Directions for this task =>
Tally every line of the listing below that holds "ceiling", then give the tally alone.

Information supplied =>
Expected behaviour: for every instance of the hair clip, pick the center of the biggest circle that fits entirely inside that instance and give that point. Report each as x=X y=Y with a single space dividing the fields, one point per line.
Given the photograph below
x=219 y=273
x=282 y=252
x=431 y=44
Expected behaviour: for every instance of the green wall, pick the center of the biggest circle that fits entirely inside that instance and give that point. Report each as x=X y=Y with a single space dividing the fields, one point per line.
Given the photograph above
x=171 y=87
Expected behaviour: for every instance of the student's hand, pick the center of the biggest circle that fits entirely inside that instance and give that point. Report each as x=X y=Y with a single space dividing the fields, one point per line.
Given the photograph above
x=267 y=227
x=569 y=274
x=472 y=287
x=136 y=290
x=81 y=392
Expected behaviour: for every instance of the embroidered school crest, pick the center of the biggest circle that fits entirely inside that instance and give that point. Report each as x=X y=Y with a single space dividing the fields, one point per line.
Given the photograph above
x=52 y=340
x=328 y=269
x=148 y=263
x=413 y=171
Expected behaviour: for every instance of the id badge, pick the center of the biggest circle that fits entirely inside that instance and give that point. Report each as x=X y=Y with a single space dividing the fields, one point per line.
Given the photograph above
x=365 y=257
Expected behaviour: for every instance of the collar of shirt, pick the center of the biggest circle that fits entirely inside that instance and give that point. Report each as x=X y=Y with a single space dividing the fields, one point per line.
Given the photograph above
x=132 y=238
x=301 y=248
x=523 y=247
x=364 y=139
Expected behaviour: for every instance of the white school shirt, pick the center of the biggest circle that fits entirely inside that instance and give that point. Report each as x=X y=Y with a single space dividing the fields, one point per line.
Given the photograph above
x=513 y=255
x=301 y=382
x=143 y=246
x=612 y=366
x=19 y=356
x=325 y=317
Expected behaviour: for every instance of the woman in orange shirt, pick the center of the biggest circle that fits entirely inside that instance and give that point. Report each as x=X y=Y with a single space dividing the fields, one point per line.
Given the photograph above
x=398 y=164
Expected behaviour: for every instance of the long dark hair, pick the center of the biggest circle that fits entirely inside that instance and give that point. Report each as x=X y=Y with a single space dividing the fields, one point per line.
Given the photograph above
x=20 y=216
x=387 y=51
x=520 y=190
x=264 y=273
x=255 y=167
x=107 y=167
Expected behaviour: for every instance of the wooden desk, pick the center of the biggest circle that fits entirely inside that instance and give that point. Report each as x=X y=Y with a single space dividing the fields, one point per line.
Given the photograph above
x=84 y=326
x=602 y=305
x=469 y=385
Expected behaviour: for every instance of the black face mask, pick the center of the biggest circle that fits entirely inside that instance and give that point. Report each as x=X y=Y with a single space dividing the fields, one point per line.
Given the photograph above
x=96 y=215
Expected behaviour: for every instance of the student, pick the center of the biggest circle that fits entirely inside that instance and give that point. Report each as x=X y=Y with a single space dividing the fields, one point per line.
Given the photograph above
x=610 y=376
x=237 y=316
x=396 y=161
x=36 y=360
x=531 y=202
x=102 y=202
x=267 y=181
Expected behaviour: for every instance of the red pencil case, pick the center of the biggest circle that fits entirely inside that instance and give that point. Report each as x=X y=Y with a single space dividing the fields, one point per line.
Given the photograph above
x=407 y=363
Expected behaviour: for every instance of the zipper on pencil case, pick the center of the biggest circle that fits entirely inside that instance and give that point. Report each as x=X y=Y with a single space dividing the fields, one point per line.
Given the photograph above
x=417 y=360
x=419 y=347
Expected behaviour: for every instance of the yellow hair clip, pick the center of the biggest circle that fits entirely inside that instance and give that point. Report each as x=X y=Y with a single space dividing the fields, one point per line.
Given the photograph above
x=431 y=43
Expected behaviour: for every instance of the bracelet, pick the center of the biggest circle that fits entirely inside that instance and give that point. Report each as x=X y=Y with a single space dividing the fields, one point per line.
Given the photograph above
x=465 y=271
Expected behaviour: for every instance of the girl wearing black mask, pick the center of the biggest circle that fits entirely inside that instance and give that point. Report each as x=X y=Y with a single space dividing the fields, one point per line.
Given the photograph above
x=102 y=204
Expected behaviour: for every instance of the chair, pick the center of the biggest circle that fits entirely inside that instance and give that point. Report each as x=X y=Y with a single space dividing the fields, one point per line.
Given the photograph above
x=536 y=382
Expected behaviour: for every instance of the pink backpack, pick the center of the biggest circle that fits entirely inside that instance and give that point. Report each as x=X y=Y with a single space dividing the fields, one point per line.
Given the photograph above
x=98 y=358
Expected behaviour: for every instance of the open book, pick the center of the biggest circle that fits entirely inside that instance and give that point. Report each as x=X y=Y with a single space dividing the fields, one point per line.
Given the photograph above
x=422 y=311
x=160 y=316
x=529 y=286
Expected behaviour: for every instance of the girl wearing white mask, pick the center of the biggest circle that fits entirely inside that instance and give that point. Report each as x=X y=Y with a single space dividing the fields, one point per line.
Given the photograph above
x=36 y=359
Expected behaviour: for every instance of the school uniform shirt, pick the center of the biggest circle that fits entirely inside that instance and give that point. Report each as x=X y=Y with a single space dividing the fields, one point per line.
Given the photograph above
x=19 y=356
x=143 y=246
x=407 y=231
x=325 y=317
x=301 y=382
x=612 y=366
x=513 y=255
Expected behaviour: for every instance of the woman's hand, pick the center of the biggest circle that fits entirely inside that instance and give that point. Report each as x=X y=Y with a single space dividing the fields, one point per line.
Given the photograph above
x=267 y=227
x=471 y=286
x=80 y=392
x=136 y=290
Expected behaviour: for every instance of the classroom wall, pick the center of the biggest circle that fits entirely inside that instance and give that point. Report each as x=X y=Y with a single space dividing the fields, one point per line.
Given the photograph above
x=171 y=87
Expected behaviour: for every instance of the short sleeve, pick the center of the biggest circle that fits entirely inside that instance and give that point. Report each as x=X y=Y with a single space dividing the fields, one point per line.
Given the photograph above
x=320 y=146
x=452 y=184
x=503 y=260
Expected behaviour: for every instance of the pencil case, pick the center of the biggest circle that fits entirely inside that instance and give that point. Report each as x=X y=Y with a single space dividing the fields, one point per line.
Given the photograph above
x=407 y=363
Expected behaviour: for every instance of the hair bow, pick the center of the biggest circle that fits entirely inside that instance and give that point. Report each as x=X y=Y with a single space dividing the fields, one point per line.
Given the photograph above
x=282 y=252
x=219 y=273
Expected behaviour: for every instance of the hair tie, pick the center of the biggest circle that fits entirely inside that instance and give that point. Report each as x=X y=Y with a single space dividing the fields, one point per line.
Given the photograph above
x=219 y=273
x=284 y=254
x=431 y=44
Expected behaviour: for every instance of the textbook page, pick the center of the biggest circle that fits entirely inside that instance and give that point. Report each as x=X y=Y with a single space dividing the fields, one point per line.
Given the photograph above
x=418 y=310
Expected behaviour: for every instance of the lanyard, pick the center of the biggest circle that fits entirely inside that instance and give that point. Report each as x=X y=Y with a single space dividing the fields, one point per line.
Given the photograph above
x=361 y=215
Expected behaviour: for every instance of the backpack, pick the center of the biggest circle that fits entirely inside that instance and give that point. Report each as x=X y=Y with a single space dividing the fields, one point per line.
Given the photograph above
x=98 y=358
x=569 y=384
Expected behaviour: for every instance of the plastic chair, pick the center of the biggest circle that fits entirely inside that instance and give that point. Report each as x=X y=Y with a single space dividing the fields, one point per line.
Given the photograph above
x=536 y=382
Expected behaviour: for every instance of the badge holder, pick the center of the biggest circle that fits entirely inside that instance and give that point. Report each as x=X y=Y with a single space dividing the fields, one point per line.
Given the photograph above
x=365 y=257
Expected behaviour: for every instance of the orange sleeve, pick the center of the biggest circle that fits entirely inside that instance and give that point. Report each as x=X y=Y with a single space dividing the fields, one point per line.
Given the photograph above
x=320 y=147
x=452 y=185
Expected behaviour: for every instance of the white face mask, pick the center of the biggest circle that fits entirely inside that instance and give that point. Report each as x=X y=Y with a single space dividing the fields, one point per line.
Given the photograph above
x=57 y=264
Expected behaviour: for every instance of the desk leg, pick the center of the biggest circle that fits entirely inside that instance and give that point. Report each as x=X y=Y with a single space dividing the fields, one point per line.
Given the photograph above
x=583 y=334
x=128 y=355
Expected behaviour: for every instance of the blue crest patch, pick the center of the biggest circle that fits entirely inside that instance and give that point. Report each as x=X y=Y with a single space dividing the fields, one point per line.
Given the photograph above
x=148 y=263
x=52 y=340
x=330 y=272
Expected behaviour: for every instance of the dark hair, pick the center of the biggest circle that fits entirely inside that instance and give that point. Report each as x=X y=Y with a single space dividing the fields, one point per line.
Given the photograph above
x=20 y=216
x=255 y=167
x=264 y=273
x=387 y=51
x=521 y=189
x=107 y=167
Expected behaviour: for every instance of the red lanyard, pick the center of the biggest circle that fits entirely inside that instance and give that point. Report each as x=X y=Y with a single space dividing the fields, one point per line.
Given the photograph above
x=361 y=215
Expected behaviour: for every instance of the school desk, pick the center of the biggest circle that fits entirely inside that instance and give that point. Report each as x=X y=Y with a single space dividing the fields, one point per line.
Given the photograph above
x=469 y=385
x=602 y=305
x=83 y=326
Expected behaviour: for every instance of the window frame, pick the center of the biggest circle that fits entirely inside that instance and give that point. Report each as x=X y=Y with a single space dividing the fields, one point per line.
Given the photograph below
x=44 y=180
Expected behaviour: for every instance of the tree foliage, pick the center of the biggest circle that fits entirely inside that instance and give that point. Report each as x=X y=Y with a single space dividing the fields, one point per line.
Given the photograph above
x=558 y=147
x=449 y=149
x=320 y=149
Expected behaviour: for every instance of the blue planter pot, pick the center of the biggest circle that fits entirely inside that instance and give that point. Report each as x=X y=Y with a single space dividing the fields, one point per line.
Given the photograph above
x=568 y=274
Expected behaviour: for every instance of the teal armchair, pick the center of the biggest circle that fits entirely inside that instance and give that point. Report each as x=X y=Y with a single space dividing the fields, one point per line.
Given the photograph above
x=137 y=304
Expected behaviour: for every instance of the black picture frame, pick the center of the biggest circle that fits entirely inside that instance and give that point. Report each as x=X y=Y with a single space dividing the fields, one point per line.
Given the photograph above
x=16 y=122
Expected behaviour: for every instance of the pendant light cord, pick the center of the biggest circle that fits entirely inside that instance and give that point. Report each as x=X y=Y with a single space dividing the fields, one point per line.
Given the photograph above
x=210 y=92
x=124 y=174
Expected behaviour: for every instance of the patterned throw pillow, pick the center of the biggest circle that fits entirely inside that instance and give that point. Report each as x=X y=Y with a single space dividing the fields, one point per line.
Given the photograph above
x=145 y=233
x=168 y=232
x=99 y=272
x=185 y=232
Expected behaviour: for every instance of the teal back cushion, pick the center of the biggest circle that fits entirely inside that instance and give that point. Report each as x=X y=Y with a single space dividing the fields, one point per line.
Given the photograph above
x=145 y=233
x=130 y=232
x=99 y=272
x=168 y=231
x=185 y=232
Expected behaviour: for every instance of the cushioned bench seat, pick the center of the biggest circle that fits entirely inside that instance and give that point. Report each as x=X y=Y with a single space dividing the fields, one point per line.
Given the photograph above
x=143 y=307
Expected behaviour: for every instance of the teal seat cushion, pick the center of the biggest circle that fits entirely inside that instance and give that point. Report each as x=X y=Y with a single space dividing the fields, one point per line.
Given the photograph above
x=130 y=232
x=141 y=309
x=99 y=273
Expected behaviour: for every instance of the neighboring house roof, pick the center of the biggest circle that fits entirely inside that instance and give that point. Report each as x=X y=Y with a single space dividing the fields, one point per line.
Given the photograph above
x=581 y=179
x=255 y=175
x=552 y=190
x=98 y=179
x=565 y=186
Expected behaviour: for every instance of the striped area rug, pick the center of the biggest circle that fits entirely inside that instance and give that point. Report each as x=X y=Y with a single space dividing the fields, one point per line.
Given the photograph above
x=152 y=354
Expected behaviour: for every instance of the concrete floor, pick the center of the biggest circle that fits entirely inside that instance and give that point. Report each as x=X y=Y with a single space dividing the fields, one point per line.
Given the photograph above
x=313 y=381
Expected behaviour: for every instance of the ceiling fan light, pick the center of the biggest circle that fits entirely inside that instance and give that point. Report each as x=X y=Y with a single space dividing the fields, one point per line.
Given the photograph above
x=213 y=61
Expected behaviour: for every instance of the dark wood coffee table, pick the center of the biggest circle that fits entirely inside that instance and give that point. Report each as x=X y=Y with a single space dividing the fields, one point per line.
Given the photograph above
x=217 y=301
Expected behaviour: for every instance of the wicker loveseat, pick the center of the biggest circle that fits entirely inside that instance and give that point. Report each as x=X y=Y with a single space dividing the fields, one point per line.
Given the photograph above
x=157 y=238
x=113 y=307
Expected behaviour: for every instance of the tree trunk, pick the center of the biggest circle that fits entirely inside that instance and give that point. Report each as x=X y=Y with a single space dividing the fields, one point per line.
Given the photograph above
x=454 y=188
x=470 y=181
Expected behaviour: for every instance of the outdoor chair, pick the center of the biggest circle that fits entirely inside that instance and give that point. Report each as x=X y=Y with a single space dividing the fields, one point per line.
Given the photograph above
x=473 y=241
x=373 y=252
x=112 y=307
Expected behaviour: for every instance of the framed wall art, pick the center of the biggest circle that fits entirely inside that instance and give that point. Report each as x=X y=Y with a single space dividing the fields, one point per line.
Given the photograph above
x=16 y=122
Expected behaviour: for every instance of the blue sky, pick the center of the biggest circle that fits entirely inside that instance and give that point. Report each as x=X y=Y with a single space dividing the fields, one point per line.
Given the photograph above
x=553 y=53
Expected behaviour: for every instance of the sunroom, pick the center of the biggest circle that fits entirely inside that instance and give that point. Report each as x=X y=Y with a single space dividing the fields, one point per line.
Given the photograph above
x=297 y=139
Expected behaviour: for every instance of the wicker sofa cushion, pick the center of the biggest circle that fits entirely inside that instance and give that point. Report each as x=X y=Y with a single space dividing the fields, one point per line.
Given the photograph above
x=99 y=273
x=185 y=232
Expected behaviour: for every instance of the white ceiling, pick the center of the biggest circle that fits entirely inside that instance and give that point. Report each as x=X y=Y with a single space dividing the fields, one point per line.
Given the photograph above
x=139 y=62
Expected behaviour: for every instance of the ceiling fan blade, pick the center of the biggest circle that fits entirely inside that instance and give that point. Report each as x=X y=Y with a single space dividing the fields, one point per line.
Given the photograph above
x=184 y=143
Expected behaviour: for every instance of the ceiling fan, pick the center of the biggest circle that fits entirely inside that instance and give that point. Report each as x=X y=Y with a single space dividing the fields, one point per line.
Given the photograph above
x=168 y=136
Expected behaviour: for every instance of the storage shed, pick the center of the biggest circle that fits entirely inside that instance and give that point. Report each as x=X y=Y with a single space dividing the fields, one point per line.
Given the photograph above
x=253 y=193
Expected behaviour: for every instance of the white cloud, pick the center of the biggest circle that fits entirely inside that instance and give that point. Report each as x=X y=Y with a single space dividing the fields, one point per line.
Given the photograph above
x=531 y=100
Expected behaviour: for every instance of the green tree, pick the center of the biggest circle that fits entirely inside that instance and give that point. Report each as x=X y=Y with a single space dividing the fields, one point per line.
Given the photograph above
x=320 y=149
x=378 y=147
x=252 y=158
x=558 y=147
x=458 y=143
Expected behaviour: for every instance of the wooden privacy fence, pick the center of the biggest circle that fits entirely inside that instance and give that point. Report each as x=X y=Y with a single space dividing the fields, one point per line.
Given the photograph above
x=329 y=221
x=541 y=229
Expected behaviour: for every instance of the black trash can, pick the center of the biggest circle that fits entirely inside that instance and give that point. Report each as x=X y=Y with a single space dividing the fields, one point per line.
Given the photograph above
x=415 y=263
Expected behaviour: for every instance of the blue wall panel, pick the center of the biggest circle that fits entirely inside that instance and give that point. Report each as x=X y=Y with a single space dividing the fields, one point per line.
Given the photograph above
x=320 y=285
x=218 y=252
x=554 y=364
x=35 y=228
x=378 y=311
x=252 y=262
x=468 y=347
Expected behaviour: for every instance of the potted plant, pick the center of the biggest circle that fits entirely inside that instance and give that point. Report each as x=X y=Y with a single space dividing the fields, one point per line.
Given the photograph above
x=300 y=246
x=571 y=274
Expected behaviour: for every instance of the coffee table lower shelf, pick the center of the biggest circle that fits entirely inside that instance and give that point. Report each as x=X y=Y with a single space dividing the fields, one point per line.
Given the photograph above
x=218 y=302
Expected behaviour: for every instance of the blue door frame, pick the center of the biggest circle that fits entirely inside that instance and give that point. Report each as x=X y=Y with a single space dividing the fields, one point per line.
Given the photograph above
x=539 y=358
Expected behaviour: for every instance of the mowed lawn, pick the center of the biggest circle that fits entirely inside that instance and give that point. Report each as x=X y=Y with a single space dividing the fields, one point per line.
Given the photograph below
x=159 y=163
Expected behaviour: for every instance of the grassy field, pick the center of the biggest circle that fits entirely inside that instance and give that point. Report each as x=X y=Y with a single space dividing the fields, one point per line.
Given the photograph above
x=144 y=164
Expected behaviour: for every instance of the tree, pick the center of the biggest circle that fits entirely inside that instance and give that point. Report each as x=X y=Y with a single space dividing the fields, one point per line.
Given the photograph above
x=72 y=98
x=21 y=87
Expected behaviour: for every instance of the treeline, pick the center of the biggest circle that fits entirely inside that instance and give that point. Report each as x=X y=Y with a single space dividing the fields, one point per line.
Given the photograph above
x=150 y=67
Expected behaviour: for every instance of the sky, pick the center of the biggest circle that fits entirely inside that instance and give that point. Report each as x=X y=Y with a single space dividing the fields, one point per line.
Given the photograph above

Result for this task =>
4